(Segmentation dataset data)
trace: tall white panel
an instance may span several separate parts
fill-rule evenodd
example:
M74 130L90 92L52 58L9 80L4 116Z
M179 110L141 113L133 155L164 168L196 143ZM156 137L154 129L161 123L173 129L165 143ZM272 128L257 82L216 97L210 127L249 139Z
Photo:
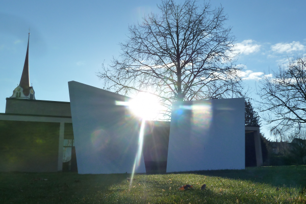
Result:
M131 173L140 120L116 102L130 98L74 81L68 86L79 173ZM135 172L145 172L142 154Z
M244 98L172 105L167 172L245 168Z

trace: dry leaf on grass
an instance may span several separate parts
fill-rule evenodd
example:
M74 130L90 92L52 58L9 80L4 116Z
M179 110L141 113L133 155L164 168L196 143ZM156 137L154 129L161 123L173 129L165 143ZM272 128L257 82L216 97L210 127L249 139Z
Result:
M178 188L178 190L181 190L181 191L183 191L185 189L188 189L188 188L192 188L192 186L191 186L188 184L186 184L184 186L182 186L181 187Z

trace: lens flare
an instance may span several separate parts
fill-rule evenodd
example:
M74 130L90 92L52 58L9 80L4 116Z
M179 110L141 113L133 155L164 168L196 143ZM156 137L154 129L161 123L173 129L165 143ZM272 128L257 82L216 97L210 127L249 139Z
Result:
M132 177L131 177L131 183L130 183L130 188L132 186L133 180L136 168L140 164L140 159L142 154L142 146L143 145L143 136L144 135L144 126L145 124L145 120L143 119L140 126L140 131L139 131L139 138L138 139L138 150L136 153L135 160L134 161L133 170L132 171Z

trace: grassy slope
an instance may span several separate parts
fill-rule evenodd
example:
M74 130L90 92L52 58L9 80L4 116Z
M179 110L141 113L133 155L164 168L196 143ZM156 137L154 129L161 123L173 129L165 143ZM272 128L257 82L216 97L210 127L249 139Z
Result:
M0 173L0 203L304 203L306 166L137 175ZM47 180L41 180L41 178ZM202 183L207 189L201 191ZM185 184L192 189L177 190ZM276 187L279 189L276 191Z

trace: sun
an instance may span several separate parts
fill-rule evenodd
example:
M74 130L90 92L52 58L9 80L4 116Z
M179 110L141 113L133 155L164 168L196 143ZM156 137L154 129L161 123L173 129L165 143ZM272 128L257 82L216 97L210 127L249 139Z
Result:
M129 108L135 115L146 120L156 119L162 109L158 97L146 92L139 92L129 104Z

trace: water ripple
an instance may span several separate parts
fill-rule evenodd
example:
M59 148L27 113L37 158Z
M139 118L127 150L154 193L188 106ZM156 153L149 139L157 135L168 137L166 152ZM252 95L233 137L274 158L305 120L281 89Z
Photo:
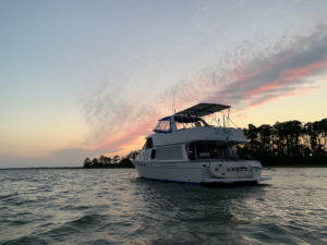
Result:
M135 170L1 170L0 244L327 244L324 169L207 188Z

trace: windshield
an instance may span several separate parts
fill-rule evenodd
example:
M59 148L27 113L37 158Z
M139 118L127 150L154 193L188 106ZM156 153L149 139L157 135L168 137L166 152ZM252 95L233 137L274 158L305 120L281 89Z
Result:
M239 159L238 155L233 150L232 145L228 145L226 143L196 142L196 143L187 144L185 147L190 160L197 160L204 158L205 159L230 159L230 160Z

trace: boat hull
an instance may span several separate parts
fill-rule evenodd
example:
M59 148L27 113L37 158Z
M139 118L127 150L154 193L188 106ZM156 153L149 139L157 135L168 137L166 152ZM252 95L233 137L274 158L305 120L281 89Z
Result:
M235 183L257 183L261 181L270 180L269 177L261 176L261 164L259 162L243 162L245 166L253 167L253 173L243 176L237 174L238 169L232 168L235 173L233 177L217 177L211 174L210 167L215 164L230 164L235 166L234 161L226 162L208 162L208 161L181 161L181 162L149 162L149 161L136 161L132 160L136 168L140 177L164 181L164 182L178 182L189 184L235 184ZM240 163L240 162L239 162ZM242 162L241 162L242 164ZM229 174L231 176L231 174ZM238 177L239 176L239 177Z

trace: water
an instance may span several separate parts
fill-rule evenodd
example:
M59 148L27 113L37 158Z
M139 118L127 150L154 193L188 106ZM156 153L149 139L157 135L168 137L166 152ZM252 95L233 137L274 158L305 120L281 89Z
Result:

--- Written problem ---
Can you reproduce the data above, from its first line through the line containing "M244 98L172 105L167 172L245 168Z" (both ends included), swapping "panel" for "board" and leaving everything else unchanged? Omit the pictures from your answer.

--- Problem solution ---
trace: tall white board
an instance may span several separate parts
fill-rule evenodd
example:
M74 130L90 92L52 58L9 80L4 116Z
M179 110L141 113L133 155L164 168L196 143ZM156 137L154 129L161 123L173 129L165 143ZM272 128L257 82L216 97L210 127L249 139Z
Photo:
Result:
M131 173L140 120L116 102L130 98L74 81L68 86L79 173ZM135 172L145 172L142 154Z
M244 98L172 105L167 172L245 168Z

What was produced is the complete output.